Task brief: Use the entries below and reproduce exactly the lines from the one containing "Query: sofa armrest" down to the one containing "Where can you see the stack", both of them included.

*** Begin section ***

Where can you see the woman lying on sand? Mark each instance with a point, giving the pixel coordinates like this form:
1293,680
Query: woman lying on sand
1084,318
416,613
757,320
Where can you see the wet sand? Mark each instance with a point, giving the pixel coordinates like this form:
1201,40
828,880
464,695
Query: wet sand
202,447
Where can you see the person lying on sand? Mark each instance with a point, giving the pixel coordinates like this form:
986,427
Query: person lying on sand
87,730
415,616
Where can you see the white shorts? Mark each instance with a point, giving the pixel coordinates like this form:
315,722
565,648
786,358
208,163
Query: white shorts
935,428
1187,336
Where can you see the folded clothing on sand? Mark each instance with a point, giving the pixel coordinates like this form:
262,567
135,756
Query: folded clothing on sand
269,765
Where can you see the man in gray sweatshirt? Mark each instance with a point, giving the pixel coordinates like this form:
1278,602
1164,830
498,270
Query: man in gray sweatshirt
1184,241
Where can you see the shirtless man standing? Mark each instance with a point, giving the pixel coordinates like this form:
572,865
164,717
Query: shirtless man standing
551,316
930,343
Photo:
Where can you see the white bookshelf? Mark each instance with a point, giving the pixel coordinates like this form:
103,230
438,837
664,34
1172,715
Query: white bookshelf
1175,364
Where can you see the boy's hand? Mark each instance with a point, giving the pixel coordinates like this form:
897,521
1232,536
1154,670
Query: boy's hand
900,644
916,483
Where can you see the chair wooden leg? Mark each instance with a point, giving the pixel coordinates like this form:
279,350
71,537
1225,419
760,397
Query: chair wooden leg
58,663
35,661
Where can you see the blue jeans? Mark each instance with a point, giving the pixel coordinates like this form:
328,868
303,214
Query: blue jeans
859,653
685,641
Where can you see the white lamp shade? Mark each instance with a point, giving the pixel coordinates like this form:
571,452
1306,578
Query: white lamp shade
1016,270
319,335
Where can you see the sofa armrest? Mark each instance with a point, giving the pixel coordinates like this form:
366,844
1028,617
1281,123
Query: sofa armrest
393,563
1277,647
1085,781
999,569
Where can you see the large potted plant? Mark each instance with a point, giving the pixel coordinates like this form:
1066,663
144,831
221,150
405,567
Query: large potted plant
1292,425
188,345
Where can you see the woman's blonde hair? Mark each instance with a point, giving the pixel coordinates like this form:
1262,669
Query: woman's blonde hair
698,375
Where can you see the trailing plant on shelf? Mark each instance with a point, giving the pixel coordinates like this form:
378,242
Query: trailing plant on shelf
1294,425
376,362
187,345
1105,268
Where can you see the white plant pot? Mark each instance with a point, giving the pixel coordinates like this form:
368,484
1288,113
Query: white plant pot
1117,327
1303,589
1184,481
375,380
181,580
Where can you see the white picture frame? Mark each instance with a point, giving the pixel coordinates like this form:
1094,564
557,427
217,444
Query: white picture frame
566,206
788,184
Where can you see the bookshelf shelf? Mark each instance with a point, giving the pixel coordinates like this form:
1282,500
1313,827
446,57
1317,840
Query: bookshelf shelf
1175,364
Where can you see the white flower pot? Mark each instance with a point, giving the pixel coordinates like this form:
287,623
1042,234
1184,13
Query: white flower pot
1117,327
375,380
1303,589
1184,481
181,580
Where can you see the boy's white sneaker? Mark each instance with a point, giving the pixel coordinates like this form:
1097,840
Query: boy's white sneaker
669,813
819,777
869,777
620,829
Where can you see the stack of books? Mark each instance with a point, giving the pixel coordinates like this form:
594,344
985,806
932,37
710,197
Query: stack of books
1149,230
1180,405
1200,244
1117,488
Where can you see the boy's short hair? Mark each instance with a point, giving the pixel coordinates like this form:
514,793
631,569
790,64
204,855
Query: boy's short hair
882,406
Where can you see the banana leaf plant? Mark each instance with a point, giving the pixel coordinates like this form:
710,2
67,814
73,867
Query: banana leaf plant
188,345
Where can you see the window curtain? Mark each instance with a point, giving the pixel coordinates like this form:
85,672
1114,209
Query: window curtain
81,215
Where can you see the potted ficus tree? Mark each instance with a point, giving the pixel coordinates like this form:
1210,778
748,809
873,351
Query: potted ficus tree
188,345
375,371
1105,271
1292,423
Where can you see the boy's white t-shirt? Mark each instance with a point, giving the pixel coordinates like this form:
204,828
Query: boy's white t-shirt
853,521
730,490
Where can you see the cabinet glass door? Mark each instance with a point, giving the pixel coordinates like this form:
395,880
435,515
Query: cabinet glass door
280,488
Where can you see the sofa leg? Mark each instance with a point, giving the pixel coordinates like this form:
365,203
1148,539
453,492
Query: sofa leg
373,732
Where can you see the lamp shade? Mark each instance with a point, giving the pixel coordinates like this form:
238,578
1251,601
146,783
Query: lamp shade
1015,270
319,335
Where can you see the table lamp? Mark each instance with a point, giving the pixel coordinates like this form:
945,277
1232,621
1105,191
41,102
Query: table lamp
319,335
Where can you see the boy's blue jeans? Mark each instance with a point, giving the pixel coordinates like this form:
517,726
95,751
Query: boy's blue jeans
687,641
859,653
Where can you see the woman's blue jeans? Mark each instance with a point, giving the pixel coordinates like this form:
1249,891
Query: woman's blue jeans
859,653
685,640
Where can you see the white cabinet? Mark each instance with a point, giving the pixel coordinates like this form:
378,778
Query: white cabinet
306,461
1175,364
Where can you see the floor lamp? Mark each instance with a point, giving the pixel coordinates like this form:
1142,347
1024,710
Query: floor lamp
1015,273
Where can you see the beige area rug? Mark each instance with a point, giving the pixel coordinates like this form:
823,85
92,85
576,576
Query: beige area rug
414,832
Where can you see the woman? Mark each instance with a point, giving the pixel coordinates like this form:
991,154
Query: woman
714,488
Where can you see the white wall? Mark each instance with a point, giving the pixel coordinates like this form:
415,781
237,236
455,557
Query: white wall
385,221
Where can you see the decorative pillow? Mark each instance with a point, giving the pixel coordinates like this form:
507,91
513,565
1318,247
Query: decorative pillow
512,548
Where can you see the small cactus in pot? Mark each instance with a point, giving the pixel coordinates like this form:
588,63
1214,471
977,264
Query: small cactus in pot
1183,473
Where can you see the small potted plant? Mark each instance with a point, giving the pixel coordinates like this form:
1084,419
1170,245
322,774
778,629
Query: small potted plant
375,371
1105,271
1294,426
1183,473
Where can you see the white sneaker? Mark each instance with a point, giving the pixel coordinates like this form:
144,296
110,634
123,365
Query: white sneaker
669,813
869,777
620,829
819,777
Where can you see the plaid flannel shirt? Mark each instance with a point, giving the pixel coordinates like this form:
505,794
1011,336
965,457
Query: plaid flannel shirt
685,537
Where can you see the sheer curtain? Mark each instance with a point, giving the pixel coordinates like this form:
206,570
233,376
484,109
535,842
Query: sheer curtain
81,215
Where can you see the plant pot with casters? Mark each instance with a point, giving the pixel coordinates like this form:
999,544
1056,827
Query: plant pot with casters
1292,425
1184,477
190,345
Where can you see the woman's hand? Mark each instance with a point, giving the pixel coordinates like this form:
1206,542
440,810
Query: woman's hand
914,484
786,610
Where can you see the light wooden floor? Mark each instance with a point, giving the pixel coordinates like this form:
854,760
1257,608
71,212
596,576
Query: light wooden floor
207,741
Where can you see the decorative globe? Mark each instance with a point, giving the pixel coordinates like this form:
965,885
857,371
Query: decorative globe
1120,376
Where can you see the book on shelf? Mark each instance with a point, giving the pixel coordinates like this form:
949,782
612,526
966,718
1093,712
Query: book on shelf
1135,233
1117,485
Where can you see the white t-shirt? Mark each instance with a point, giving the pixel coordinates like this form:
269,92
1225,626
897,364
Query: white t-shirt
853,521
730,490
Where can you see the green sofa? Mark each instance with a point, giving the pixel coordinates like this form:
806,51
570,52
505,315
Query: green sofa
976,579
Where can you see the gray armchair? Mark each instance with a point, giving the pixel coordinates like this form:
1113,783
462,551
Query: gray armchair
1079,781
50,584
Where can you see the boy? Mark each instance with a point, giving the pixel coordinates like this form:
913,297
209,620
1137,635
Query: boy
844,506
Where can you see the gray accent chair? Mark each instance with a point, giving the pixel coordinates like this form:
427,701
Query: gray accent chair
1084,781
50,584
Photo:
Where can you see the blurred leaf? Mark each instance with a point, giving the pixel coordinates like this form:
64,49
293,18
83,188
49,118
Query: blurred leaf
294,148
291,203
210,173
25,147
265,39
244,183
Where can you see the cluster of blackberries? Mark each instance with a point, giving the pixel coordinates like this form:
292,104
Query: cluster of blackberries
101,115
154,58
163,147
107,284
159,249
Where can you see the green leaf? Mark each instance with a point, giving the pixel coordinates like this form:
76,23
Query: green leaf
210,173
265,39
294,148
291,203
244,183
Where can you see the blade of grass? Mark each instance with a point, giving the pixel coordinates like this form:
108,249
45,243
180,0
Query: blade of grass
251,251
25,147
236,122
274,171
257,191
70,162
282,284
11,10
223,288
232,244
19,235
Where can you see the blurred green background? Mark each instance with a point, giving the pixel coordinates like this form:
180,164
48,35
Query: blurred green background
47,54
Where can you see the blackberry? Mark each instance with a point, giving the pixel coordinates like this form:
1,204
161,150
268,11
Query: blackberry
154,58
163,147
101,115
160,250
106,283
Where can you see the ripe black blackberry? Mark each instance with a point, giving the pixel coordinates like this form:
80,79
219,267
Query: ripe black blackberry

*** End section ***

Written solution:
Query: sofa armrest
393,563
1277,647
1085,781
999,569
Where can you see the large potted plant? Mark each instance with a point, giving the pixel coordinates like this form:
1066,663
144,831
221,150
405,567
Query: large potted plant
1292,425
188,345
Where can you see the woman's blonde hair? Mark each instance with a point, giving the pixel coordinates like this form:
1262,669
Query: woman's blonde hair
698,375
Where can you see the trailing plant on shelf? Mark each instance with a point, giving the pixel coordinates like this form:
378,242
Query: trailing plant on shelf
1294,425
376,362
187,345
1105,268
Where can you see the white plant pot? Mark each instance with a point, giving the pixel coordinates like this form:
368,484
1288,113
Query: white plant pot
1117,327
1303,589
1184,481
375,380
181,580
Where can you see the white picture frame? Mark each instance with a point, giving the pixel coordinates like this form:
1094,564
557,427
217,444
Query: white picture frame
566,206
788,184
Where can you see the bookshelf shelf? Mark each instance with a point, giving the pixel coordinates like this form:
1282,500
1313,827
446,57
1317,840
Query: bookshelf shelf
1175,364
Where can you see the white flower pot? Mark each instance with a point, giving the pixel coordinates like this form:
287,623
1042,234
1184,13
Query: white flower pot
1117,327
375,380
1303,589
1184,481
181,580
Where can you see the boy's white sneaker? Mark each instance with a point, giving the pixel coordinates like this form:
1097,840
Query: boy's white sneaker
669,813
819,777
869,777
620,829
Where can you see the stack of books? Mark each instance with a point, giving the pixel coordinates like this form:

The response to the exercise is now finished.